**Data supplied**:
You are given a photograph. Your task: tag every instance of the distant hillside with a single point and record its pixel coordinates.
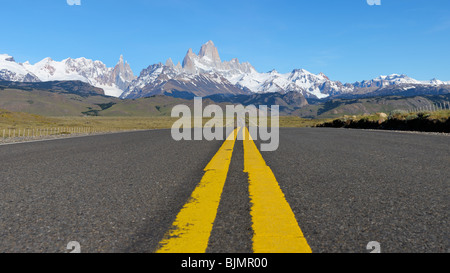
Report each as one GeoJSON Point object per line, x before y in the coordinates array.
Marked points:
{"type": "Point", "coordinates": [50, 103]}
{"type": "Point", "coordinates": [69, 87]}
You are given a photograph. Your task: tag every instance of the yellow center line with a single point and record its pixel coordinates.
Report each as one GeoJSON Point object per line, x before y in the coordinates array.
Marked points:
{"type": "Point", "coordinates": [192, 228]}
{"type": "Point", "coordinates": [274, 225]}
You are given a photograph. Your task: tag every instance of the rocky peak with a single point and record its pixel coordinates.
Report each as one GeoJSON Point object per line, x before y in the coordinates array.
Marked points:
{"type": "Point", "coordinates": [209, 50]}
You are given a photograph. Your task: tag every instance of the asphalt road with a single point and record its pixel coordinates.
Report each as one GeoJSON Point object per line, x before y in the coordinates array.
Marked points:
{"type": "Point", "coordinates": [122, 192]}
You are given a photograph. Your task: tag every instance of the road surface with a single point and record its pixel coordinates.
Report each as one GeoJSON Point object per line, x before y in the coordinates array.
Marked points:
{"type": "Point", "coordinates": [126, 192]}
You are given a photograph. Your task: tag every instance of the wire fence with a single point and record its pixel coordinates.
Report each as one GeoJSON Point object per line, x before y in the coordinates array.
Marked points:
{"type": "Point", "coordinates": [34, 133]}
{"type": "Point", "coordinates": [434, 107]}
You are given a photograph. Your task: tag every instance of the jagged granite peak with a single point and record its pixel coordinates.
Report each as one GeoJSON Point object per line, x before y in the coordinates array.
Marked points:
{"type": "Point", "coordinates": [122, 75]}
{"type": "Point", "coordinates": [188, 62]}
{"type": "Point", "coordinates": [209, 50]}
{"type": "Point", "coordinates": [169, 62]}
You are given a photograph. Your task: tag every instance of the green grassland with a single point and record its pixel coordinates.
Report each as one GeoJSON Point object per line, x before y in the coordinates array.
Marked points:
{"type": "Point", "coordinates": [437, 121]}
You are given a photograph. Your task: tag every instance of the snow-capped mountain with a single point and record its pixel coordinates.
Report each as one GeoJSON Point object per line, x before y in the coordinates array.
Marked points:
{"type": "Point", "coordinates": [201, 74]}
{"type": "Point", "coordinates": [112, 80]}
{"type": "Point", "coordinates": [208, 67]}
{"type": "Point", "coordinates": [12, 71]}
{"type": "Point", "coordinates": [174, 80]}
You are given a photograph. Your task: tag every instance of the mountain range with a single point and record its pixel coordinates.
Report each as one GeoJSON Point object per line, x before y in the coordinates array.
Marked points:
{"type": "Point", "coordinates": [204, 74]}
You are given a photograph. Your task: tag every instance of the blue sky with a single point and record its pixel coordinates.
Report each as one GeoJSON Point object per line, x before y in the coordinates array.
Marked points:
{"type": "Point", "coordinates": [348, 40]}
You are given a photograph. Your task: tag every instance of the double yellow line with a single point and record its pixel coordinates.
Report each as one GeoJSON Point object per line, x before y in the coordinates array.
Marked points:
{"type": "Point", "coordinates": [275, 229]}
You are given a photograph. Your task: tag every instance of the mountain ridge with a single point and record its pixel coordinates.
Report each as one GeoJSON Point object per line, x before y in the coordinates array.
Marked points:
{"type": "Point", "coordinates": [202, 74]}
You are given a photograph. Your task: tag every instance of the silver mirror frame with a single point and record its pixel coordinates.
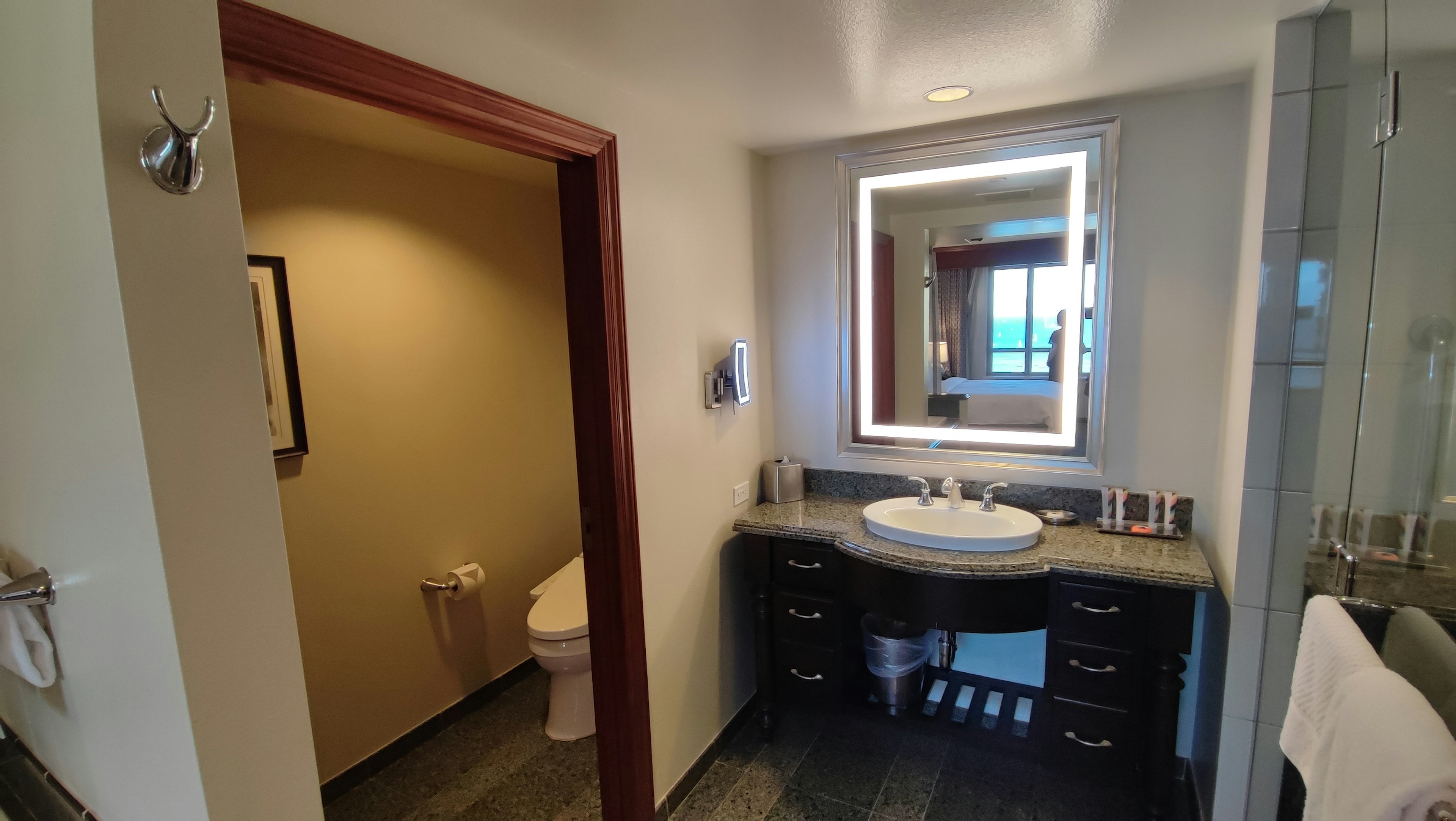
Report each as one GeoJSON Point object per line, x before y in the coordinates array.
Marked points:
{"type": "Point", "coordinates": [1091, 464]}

==

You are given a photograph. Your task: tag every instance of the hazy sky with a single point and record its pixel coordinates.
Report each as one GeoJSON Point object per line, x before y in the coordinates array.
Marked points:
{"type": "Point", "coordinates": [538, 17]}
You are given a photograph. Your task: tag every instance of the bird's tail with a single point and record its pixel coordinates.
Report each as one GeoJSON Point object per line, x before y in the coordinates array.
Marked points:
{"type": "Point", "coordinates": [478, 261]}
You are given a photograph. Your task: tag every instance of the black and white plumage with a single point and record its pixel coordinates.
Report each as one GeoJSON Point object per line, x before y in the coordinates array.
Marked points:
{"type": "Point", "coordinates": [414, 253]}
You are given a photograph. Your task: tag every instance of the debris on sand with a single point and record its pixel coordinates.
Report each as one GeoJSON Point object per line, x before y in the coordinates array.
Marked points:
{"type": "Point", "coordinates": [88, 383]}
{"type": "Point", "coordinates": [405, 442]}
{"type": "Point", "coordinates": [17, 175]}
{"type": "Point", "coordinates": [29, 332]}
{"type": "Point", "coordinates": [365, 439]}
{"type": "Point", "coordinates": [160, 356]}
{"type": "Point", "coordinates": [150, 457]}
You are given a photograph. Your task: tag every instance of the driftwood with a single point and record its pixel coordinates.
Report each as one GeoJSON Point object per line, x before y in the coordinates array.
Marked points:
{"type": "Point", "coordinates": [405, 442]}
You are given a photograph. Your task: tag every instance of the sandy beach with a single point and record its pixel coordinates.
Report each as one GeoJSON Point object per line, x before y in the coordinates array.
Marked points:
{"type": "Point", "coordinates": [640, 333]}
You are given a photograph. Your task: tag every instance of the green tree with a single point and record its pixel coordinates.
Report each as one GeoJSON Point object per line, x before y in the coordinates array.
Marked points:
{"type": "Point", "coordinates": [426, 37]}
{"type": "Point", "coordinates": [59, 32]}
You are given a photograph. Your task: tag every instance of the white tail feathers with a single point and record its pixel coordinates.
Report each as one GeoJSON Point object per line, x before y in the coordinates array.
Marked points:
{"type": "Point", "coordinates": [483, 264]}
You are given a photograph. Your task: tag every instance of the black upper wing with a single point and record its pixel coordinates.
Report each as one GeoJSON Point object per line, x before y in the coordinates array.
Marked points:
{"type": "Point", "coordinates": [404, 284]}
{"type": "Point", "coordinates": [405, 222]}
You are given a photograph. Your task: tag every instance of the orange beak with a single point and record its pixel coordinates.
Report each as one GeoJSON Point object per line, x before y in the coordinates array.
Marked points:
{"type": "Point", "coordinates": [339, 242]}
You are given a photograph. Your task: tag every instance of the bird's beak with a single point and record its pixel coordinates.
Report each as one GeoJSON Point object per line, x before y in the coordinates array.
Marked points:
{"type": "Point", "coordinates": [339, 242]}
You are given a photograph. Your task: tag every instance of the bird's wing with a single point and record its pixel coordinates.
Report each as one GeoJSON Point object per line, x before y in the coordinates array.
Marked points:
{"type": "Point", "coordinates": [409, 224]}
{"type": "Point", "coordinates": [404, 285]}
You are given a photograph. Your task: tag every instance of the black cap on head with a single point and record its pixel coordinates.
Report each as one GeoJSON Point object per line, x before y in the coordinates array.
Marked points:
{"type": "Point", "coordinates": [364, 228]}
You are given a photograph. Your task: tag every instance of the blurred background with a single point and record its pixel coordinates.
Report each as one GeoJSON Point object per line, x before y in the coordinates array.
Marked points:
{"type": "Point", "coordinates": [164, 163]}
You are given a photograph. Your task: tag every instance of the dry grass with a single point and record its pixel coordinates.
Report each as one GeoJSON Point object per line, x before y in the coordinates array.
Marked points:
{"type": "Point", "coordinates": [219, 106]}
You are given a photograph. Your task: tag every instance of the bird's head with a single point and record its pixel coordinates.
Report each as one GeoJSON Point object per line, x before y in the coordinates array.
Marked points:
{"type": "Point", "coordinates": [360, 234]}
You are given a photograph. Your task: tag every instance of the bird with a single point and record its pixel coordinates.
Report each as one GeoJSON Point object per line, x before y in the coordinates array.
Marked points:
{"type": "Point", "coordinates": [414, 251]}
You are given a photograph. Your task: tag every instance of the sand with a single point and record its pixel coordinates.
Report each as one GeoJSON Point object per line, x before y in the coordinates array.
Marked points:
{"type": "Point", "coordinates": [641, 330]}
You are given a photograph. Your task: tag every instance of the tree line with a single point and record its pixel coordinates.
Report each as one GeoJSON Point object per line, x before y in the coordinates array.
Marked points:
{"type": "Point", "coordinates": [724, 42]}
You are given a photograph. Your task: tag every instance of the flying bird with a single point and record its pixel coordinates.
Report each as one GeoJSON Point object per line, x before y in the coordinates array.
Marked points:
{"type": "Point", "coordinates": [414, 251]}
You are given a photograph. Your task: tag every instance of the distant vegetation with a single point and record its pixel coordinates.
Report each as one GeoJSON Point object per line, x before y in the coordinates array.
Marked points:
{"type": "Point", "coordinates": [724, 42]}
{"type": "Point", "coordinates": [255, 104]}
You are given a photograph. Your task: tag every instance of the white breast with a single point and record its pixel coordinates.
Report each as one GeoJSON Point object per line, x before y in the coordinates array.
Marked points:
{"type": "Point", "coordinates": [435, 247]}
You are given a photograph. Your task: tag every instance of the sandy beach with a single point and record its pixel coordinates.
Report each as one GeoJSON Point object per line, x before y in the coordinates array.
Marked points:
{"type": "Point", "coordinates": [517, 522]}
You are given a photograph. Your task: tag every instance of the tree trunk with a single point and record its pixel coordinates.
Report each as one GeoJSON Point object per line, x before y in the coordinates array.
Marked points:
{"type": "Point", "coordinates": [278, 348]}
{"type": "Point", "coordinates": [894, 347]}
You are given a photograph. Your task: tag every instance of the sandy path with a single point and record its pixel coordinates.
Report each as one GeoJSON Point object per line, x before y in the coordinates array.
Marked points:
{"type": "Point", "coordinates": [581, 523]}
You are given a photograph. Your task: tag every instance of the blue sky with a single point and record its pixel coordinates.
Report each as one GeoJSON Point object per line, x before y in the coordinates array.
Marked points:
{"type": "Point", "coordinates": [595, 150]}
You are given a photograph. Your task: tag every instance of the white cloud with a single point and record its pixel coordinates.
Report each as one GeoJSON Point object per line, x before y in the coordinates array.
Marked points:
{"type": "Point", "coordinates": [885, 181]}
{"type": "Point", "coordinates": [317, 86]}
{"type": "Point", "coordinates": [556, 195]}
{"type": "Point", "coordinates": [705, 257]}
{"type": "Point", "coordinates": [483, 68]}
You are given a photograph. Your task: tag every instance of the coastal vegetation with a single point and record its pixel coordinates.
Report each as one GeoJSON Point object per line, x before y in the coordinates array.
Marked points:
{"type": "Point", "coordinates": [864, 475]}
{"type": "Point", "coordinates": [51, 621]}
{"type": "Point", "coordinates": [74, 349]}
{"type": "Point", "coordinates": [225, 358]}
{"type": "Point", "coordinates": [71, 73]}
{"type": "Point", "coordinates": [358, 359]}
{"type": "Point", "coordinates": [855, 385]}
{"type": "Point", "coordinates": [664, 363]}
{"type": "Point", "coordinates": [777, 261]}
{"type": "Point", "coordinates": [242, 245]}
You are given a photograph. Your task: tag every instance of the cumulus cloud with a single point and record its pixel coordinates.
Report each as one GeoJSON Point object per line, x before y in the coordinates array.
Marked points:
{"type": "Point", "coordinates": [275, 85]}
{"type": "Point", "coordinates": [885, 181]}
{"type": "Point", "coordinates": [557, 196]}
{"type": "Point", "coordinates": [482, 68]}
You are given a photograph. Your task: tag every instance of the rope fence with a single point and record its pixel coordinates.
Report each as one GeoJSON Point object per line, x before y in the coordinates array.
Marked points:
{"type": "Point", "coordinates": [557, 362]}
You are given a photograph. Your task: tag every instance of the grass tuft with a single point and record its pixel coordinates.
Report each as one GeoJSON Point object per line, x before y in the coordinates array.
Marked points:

**What to do**: Write out every line of the data that holds the word "wing".

**Expected output**:
You are given a photograph. Your task: tag every instance of the black upper wing with a single point and record its pixel coordinates.
You are given a photograph. Your task: tag every instance of the bird's wing with a single point and record its pixel coordinates.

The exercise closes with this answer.